**Exercise objective**.
Write the listing out again, all of it, word for word.

**Input rows**.

◆ ◆ ◆ ◆ ◆ ◆ ◆

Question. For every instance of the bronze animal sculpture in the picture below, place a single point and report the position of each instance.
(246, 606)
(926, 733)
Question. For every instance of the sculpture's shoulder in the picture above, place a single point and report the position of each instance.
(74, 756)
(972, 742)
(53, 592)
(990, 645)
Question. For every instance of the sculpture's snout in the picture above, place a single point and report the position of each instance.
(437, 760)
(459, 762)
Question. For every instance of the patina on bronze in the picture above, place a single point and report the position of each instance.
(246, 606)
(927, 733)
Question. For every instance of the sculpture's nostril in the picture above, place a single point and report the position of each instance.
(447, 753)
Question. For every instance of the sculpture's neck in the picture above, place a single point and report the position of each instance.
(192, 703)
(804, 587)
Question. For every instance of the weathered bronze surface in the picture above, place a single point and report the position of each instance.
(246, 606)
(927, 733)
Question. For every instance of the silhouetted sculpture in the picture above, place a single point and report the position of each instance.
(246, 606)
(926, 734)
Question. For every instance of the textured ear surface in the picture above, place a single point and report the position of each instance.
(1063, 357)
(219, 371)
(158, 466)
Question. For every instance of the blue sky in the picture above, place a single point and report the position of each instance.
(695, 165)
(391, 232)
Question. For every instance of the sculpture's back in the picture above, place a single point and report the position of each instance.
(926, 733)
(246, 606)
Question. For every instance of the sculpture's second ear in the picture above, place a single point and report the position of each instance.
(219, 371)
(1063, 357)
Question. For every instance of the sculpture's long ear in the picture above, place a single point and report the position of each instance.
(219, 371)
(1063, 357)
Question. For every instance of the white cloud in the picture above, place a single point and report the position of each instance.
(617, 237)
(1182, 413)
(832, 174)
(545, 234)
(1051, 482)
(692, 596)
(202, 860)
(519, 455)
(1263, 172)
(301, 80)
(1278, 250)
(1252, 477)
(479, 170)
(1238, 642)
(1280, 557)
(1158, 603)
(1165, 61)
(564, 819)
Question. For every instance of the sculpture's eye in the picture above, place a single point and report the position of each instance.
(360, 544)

◆ ◆ ◆ ◆ ◆ ◆ ◆

**Answer for the task**.
Question. For every instance of the bronze animal sculpture in the picture below, place a single point and report the position of each instance.
(246, 606)
(926, 733)
Question. For every instance of the sculpture's shoulder in the picture above, place a single point and report the position of each instance.
(74, 756)
(972, 742)
(53, 592)
(990, 645)
Question. For every instance of the sculpture's snout in the picture above, place a single point and report the position of each instance.
(437, 760)
(459, 762)
Question. For every instance of the patina on bronze in the picture above, place a single point and report the position of each instance.
(246, 606)
(927, 733)
Question. For every instance of the sculpture's nostril in the picture above, place a single point and report the position of each instance.
(447, 753)
Question. For every instance of the sculpture's neck in the picture above, place a single point and report the position of each instance.
(192, 703)
(804, 587)
Question. For every instance of the weathered bronze surface in the picture above, place a single point and report the position of each instance.
(246, 606)
(927, 733)
Question. For every instance of the silhouetted sculpture in the picture above, place a single point and report the position of each instance.
(246, 606)
(926, 734)
Question. For every instance of the textured ear surface in the picture above, place a single point and report the position of each instance.
(1063, 357)
(219, 371)
(158, 466)
Question. For every instance of the blue sky in the picture above, place a single point and report the position of each instance.
(695, 165)
(391, 232)
Question. For every instance of the sculpture's back in the picture above, place a single point and report the position of each instance.
(926, 733)
(246, 606)
Question. For every instance of the sculpture's second ear in the picture above, place a single point and report the position of each instance.
(219, 371)
(1063, 357)
Question. For every instance of the sculpture's long ear in the picture above, place a single point and report the position of each instance.
(219, 371)
(1063, 357)
Question. For every instance of the white cloud in the picture above, place a single point and report the position of each instance.
(617, 237)
(1182, 413)
(832, 174)
(545, 234)
(1051, 482)
(692, 596)
(202, 860)
(519, 455)
(1263, 172)
(301, 80)
(1278, 250)
(1252, 477)
(479, 170)
(1238, 642)
(1280, 557)
(1158, 603)
(1165, 61)
(564, 819)
Question. For every instance of the sculpture's eye in the picture above, place a single point and report the position of each instance.
(360, 544)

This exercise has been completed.